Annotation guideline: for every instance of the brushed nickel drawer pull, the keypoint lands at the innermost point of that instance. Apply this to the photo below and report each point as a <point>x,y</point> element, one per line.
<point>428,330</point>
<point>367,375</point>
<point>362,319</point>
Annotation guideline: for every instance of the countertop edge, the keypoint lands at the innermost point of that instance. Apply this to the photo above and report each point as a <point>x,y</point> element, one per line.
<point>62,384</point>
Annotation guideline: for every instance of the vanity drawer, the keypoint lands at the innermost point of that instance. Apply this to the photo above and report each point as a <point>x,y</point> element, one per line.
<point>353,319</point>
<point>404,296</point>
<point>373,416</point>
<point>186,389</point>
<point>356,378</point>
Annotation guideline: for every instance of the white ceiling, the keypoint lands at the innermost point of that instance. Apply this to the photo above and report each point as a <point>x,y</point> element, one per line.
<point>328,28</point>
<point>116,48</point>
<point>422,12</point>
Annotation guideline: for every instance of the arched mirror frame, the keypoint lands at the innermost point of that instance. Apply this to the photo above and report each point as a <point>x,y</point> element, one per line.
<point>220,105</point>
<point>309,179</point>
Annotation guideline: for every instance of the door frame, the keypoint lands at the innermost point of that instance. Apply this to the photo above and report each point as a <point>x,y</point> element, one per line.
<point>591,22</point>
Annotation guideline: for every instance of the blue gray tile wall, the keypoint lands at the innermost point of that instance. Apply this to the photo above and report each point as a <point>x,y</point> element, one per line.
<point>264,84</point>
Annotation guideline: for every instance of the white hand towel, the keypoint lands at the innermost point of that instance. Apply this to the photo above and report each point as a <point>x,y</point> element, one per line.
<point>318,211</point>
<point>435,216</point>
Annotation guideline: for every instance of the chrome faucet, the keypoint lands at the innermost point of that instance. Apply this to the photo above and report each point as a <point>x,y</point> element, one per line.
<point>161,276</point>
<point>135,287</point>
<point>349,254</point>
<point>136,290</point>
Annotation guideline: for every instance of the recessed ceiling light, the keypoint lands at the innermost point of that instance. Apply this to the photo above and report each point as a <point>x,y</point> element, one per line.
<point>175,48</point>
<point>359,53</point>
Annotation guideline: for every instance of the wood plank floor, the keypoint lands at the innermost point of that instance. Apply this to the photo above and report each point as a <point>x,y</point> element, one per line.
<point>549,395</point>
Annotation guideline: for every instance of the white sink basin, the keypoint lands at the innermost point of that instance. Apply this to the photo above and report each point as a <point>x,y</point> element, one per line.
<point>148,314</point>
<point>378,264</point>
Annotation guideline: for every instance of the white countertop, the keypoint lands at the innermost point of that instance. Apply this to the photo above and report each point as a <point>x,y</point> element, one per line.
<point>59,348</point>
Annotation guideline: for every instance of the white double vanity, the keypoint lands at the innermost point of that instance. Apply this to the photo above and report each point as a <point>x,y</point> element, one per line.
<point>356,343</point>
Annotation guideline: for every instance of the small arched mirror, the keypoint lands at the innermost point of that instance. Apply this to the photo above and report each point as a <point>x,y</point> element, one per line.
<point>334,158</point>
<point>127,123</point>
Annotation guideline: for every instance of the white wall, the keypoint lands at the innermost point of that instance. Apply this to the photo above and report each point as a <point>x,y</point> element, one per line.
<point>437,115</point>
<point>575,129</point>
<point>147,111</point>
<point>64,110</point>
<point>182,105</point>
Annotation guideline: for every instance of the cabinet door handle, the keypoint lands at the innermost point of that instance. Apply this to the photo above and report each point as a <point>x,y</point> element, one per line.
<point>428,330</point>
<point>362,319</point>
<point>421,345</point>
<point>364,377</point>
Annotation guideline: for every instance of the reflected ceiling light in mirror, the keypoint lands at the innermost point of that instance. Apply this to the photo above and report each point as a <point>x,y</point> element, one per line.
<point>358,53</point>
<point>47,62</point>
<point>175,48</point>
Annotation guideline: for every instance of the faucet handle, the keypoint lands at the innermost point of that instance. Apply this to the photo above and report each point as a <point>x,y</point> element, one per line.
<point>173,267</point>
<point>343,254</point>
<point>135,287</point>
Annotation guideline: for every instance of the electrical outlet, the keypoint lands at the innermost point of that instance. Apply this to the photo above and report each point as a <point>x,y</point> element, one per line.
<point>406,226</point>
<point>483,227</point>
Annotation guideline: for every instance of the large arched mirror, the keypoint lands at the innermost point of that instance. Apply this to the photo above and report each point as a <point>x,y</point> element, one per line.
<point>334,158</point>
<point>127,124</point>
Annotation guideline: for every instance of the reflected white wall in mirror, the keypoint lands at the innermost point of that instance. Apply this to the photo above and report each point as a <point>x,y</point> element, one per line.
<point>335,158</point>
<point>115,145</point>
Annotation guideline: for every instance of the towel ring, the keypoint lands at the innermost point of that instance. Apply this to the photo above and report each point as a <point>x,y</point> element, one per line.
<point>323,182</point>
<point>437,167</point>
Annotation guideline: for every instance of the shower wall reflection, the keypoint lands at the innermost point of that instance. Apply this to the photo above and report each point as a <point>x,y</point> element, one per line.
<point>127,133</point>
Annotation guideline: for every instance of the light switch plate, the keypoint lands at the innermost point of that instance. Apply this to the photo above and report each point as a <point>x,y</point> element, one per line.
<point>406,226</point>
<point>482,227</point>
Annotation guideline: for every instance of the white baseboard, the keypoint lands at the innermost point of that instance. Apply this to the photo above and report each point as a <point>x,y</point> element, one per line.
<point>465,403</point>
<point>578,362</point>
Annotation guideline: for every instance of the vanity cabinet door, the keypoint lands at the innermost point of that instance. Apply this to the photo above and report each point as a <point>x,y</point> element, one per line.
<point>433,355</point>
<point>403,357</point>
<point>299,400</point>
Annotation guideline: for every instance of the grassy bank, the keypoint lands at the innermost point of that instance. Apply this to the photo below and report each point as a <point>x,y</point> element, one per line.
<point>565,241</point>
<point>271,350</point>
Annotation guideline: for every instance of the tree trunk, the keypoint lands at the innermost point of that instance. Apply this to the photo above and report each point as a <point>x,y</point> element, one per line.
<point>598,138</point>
-=-=-
- Objective: Copy out every item above, switching "innermost point" to "center point" wherever it appears and leaving everything else the same.

- Response for this exercise:
Annotation guideline: for every instance of the brushed nickel drawer pull, the keypoint lands at the center point of that instance. Apply this to the photo below and report each point as a <point>x,y</point> element, one per line.
<point>428,330</point>
<point>367,375</point>
<point>362,319</point>
Annotation guideline: for every instance of the countertop edge, the keypoint lands at the center point of that instance. Apply this to the photo above and report each point as a <point>x,y</point> element, one per line.
<point>62,384</point>
Annotation guideline: for every instance of the vanity drawer, the keypoint lands at the center point of that instance. Apply this to the photo above and report each point as a <point>x,y</point> element, one per line.
<point>353,319</point>
<point>404,296</point>
<point>373,416</point>
<point>186,389</point>
<point>356,378</point>
Annotation guideline: for every instance of the white ceiling, the keypoint lands at the center point of that instance. Apply this to the photo above and report each point as a <point>x,y</point> element, one per line.
<point>328,28</point>
<point>116,48</point>
<point>422,12</point>
Annotation guideline: for every instance of the arched mirror frame, the keypoint lands at the center point of that instance. Apply this to the photo above and report each point as a <point>x,y</point> element, one per line.
<point>220,105</point>
<point>309,179</point>
Annotation guideline: for every instance of the door frame, the keypoint lands at the center point of that instance. Apply this to the photo above and report each point as a <point>x,y</point> element, one per line.
<point>591,22</point>
Annotation guideline: for every instance of the blue gray tile wall, the keypoint lands at the center point of that instance. Apply this to the photo above and report each point as a <point>x,y</point> element, one per line.
<point>264,84</point>
Annotation guideline: for every instance of the white hand towel, the keypoint lands at the center point of that instance. Apply this to the photo above and report each point as a <point>x,y</point> element, one per line.
<point>318,211</point>
<point>435,216</point>
Annotation guideline: for every instance of the chrome faucet, the keypoint lands at the center point of that instance. Apply this to the photo above and report each point as a <point>x,y</point> element, one per line.
<point>161,276</point>
<point>135,287</point>
<point>349,254</point>
<point>136,290</point>
Annotation guideline: for every instance of the recessed ceiling light, the keypoint lands at the center point of that instance. Apply this to the photo above and report each point as a <point>x,y</point> element, one per line.
<point>175,48</point>
<point>359,53</point>
Annotation guideline: for every instance of the wood plank floor, the keypoint lands at the center point of that instance. Apply this to the photo above and report each point as a <point>x,y</point> element, one per line.
<point>549,395</point>
Annotation guideline: for every instance of the white sink basin, the keypoint lands at the center point of that instance. Apply this to the photo above and report each point as a <point>x,y</point> element, one per line.
<point>148,314</point>
<point>378,264</point>
Annotation guideline: for every instance of the white countertop, the keypoint lands at the center point of that instance. Apply this to the photo above and report each point as a <point>x,y</point> element, one per line.
<point>59,348</point>
Annotation guideline: for every instance of the white double vanity, the keypoint lands at the center point of that instance. Apply this to the photo above and report each point as a <point>x,y</point> element, one per line.
<point>356,343</point>
Annotation guideline: for every instance of the small arched mirror, the keypoint lands at the center point of that instance. Apply this to the photo above and report each point as a <point>x,y</point> element, one per line.
<point>334,158</point>
<point>127,123</point>
Annotation guideline: for every instance of the white wall, the keypoint lands at the center point of that instance. Apply this to the photo above and report each point as a <point>x,y</point> element, one per line.
<point>437,115</point>
<point>575,129</point>
<point>147,111</point>
<point>64,110</point>
<point>182,105</point>
Annotation guideline: for every instance of the cabinet door handle, the keypoint lands at the center point of that instance. Apply this to the photo above and report each point as a <point>x,y</point> element, one per line.
<point>428,330</point>
<point>362,319</point>
<point>421,345</point>
<point>364,377</point>
Annotation guideline: for every instance of the reflected ceiling light in mirror, the keypoint lands at the center point of that instance. Apply this to the photo above and report each point as a <point>x,y</point> element, one per line.
<point>358,53</point>
<point>47,62</point>
<point>175,48</point>
Annotation guideline: for every instance of the faucet handle, the keypoint lands at the center point of that instance. Apply this to the photo above and report each point as a <point>x,y</point> element, one per line.
<point>173,267</point>
<point>343,254</point>
<point>135,287</point>
Annotation guideline: for every instance of the electrical outlet, the keypoint lands at the center point of that instance. Apply this to the photo above and report each point as a <point>x,y</point> element, one per line.
<point>406,226</point>
<point>483,227</point>
Annotation guideline: for every instance of the large arched mirror, the keypoint lands at the center point of that instance. Apply this to the photo above and report each point as a <point>x,y</point> element, one per line.
<point>334,158</point>
<point>127,124</point>
Annotation guideline: for every instance of the reflected white wall in mirror, the keypoint lands at the center point of that instance. Apply this to the photo above and report each point as a <point>x,y</point> element, one per line.
<point>335,158</point>
<point>115,145</point>
Annotation guideline: for every instance of the towel ring, the keypoint lands at the center point of that instance. Apply this to the photo above and report each point as a <point>x,y</point> element, one per line.
<point>323,182</point>
<point>437,167</point>
Annotation guideline: for every instance of the shower wall reflection, the keypoint lands at the center point of that instance. Apply this to the photo above and report each point as a <point>x,y</point> element, one per line.
<point>127,133</point>
Annotation guideline: for every instance of the light switch plate, the keypoint lands at the center point of that instance. Apply this to the photo above and report each point as a <point>x,y</point> element, one per line.
<point>406,226</point>
<point>482,227</point>
Annotation guideline: for every instance of the white baseboard, the keypoint lands at the center point of that instance. Apply this to the photo above and report each point as a <point>x,y</point> element, one per line.
<point>465,403</point>
<point>578,362</point>
Annotation guideline: for every instance of the vanity cabinet door, the keypoint lands at the center point of that instance. Apply this to the photo above and report each point as a <point>x,y</point> element, one per line.
<point>433,355</point>
<point>403,357</point>
<point>299,400</point>
Annotation guideline: for every instance of the grassy bank, the keypoint lands at the center point of that instance. Apply this to the photo below and report each point as a <point>x,y</point> element, one per line.
<point>565,241</point>
<point>271,350</point>
Annotation guideline: for every instance of the tree trunk, the keypoint lands at the center point of that instance. Apply this to the photo above and report each point as a <point>x,y</point> element, one per line.
<point>598,138</point>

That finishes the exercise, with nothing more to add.